What you will do:
**A.** Answer these questions from the smoker-cleaning thread:
(i) What does Ravenseye's smoker often burn?
(ii) What strength of sodium hydroxide solution does RogerCrum recommend?
(iii) Where does RickR get the fireplace glass cleaner?
**B.** In the smoker-cleaning thread, list every piece of protective gear that RogerCrum says to use with the sodium hydroxide soak.
**C.** According to the smoker-cleaning thread, why does Ravenseye use a hot torch on the smoker?
:: Passage to read
Propane torch on the lid only, clean the lid and she will burn better.


----------



## willyC (May 6, 2010)

Barry Digman said:


> . And yes, I've picked it up before it cooled off.


As a blacksmith, I can empathize.


----------



## Ravenseye (Apr 2, 2006)

Ugggh. Used a propane torch to clean a hive tool on Saturday. Burned off the junk and tossed it on the work bench. Popped the top on a beer and walked by the bench. Without thinking, I grabbed the nice clean hive tool. I broke the giant blister on my finger today. OWWWWW, that hurt.

However, I do use a torch to clean my smoker which often burns cedar chips. The hot torch gets the junk soft enough to scrape off. The rest stays in the smoker and I'm happy that it's there. It's a smoker, not a surgical tool.


----------



## Undertaker (Mar 31, 2011)

doc25 said:


> I would try alcohol. Drink enough and you really won't care how dirty the smoker is!



I'm with Doc on this one....


----------



## pwadstein (Mar 24, 2012)

Undertaker said:


> I'm with Doc on this one....


have u try to leave it in cold water over night? 
next morning just clean it whit your hive tool..
easy and no chemicals...


----------



## RogerCrum (Jun 19, 2011)

Rooster, mix up a 10% solution of sodium hydroxide and let the stainless steel smoker soak in it overnight. Use chemical resistant gloves, a plastic apron and wear safety goggles. Rinse well and keep solution away from children.

I managed a commercial chemical tanker cleanout facility and that is what we used to clean paints, resins, truck bed liner coatings, undercoat, can liner, undercoat, etc.we would always get the insides of the tankers 100% clean.


----------



## WWW (Feb 6, 2011)

I have never cleaned my smoker other than to pick off the large flakes that form under the funnel lid, if I felt the need for it to be spotless each time that I used it then I would have to find another hobby, each time that I open my smoker to light it and see and smell the tar and creosote inside a feeling of joy comes over me with memories of my Dad taking care of his bees years ago, quite frankly I like my smoker just the way it is.


----------



## Cleo C. Hogan Jr (Feb 27, 2010)

How about a sand blaster, or a steam ginny?? 

Better yet, just hire Serve Pro to clean it. They specialize in fire cleanup and restoration.

I scrape mine with a hive tool, and it works fine.

cchoganjr


----------



## RickR (Mar 19, 2010)

If you insist on cleaning the smoker you might try a fireplace glass cleaner. I use a product that I get from Lowes called IMPERIAL 22 Oz. Clear Flame Glass Cleaner  IMPERIAL Clear Flame Glass Cleaner to clean the glass doors on our fireplace insert. I does an excellent job of removing soot and creosote from the glass, and it hasn't harmed the metal frame around the glass. It's is a very strong alkali solution like lye so be very careful if you use it.


----------



## StevenG (Mar 27, 2009)
::::
:: Data shown
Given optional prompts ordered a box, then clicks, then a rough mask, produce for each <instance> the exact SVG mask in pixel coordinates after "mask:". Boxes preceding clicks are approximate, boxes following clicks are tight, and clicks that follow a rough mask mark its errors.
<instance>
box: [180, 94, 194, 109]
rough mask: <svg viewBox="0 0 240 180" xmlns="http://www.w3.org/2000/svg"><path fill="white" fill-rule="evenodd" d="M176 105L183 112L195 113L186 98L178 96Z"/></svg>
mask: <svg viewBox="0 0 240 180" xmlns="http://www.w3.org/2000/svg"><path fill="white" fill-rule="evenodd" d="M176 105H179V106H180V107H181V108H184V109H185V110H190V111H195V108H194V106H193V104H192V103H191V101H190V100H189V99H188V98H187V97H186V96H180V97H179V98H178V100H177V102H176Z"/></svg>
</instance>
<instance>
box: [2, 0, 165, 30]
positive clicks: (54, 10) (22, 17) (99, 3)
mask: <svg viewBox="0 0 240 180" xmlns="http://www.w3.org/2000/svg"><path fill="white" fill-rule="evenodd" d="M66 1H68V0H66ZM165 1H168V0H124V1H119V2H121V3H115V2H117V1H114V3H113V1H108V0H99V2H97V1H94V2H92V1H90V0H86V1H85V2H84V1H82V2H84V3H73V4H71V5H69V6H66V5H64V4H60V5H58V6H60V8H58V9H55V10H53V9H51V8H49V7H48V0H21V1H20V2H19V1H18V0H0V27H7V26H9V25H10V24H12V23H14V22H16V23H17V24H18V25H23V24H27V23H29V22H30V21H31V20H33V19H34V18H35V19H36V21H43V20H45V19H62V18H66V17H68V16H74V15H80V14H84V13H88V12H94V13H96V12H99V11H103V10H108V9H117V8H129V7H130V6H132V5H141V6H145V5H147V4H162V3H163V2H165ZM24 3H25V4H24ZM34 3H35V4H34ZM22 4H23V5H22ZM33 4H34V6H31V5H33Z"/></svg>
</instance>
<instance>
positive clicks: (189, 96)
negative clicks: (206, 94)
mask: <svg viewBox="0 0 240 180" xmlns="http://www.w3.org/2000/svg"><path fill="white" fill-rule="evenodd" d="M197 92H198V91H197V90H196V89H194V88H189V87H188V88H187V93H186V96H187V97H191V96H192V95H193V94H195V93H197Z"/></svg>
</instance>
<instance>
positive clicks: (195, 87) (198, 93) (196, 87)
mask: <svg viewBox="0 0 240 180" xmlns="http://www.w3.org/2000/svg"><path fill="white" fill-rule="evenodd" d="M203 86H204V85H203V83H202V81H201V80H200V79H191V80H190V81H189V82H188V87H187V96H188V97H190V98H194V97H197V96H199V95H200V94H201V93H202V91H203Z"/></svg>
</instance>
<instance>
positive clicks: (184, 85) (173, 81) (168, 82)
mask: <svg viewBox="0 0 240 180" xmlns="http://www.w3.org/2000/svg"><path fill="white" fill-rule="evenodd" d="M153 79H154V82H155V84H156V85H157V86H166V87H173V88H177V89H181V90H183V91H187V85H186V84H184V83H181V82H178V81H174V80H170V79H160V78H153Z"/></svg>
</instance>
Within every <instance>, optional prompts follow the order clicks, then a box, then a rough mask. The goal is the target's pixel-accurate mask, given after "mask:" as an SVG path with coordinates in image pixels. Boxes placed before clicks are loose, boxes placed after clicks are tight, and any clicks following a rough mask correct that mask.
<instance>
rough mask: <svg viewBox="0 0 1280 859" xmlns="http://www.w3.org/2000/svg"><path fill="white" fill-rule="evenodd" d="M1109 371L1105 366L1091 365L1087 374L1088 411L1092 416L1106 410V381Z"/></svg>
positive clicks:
::::
Results of the tasks:
**A.**
(i) Cedar chips.
(ii) A 10% solution.
(iii) From Lowes.

**B.**
- Chemical resistant gloves
- A plastic apron
- Safety goggles

**C.** The hot torch softens the buildup enough that it can be scraped off.